NCERT Solutions for Exercise 6.5 Class 10 Maths Chapter 6 - Triangles

Q1 (2) Sides of triangles are given below. Determine which of them are right triangles. In the case of a right triangle, write the length of its hypotenuse. 3 cm, 8 cm, 6 cm

Answer:

In the case of a right triangle, the length of its hypotenuse is highest.

hypotenuse be h.

Taking, 3 cm, 6 cm

By Pythagoras theorem,

$h^2=3^2+6^2$

$h^2=9+36$

$h^2=45$

$h=\sqrt{45}\neq 8$

Hence, it is not the right triangle.

Q1 (3) Sides of triangles are given below. Determine which of them are right triangles. In the case of a right triangle, write the length of its hypotenuse. 50 cm, 80 cm, 100 cm

Answer:

In the case of a right triangle, the length of its hypotenuse is highest.

hypotenuse be h.

Taking, 50 cm, 80 cm

By Pythagoras theorem,

$h^2=50^2+80^2$

$h^2=2500+6400$

$h^2=8900$

$h=\sqrt{8900}\neq 100$

Hence, it is not a right triangle.

Q1 (4) Sides of triangles are given below. Determine which of them are right triangles. In case of a right triangle, write the length of its hypotenuse. 13 cm, 12 cm, 5 cm

Answer:

In the case of a right triangle, the length of its hypotenuse is highest.

hypotenuse be h.

Taking, 5cm, 12 cm

By Pythagoras theorem,

$h^2=5^2+12^2$

$h^2=25+144$

$h^2=169$

$h=13$ = given third side.

Hence, it is a right triangle with h=13 cm.

Q2 PQR is a triangle right angled at P and M is a point on QR such that $PM \perp QR$ . Show that $PM ^2 = QM . MR .$

Answer:

Let $\angle MPR$ be x

In $\triangle MPR$ ,

$\angle MRP=180 ^\circ-90 ^\circ-x$

$\angle MRP=90 ^\circ-x$

Similarly,

In $\triangle MPQ$ ,

$\angle MPQ=90 ^\circ-\angle MPR$

$\angle MPQ=90 ^\circ-x$

$\angle MQP=180 ^\circ-90 ^\circ-(90 ^\circ-x)=x$

In $\triangle QMP\, and\, \triangle PMR,$

$\angle MPQ\, =\angle MRP$

$\angle PMQ\, =\angle RMP$

$\angle MQP\, =\angle MPR$

$\triangle QMP\, \sim \triangle PMR,$ (By AAA)

$\frac{QM}{PM}=\frac{MP}{MR}$

$\Rightarrow PM^2=MQ\times MR$

Hence proved.

Q3 (1) In Fig. 6.53, ABD is a triangle right angled at A and AC $\perp$ BD. Show that $AB^2 = BC . BD .$

Answer:

In $\triangle ADB\, and\, \triangle ABC,$

$\angle DAB\, =\angle ACB \, \, \, \, \, \, \, \, (Each 90 ^\circ)$

$\angle ABD\, =\angle CBA$ (common )

EXERCISE BRIEF:
Pick up the Exercise 6.5 triangle solutions above after their last line and carry the working forward.

AVAILABLE DATA:
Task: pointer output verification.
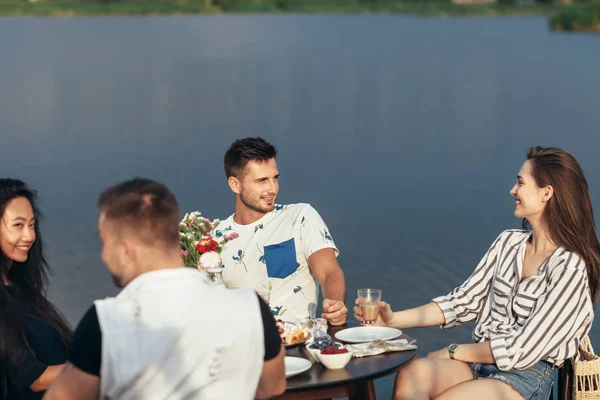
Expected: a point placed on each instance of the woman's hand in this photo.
(385, 317)
(442, 354)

WRITTEN ANSWER:
$\triangle ADB\, \sim \triangle ABC$ (By AA)

$\Rightarrow \frac{AB}{BC}=\frac{BD}{AB}$

$\Rightarrow AB^2=BC.BD$ , hence prooved .

Q3 (2) In Fig. 6.53, ABD is a triangle right angled at A and AC $\perp$ BD. Show that $AC^2 = BC . DC .$

Answer:

Let $\angle CAB$ be x

In $\triangle ABC$ ,

$\angle CBA=180 ^\circ-90 ^\circ-x$

$\angle CBA=90 ^\circ-x$

Similarly,

In $\triangle CAD$ ,

$\angle CAD=90 ^\circ-\angle CAB$

$\angle CAD=90 ^\circ-x$

$\angle CDA=180 ^\circ-90 ^\circ-(90 ^\circ-x)=x$

In $\triangle ABC\, and\, \triangle ACD,$

$\angle CBA\, =\angle CAD$

$\angle CAB\, =\angle CDA$

$\angle ACB\, =\angle DCA$ ( Each right angle)

$\triangle ABC\, \sim \triangle ,ACD$ (By AAA)

$\frac{AC}{DC}=\frac{BC}{AC}$

$\Rightarrow AC^2=BC\times DC$

Hence proved

Q3 (3) In Fig. 6.53, ABD is a triangle right angled at A and AC $\perp$ BD. Show that $AD^2 = BD . CD .$

Answer:

In $\triangle ACD\, and\, \triangle ABD,$

$\angle DCA\, =\angle DAB\, \, \, \, \, \, \, \, (Each 90 ^\circ)$

$\angle CDA\, =\angle ADB$ (common )

$\triangle ACD\, \sim \triangle ABD$ (By AA)

$\Rightarrow \frac{CD}{AD}=\frac{AD}{BD}$

$\Rightarrow AD^2=BD\times CD$

Hence proved.

Q4 ABC is an isosceles triangle right angled at C. Prove that $AB^2 = 2AC ^2$

Answer:

Given: ABC is an isosceles triangle right angled at C.

Let AC=BC

In $\triangle$ ABC,

By Pythagoras theorem

$AB^2=AC^2+BC^2$

$AB^2=AC^2+AC^2$ (AC=BC)

$AB^2=2.AC^2$

Hence proved.

Q5 ABC is an isosceles triangle with AC = BC. If $AB ^ 2 = 2 AC ^ 2$ , prove that ABC is a right triangle.

Answer:

Given: ABC is an isosceles triangle with AC=BC.

In $\triangle$ ABC,

$AB^2=2.AC^2$ (Given )

$AB^2=AC^2+AC^2$ (AC=BC)

$AB^2=AC^2+BC^2$

These sides satisfy Pythagoras theorem so ABC is a right-angled triangle.

Hence proved.

Q6 ABC is an equilateral triangle of side 2a. Find each of its altitudes.

Answer:

Given: ABC is an equilateral triangle of side 2a.

AB=BC=AC=2a

AD is perpendicular to BC.

We know that the altitude of an equilateral triangle bisects the opposite side.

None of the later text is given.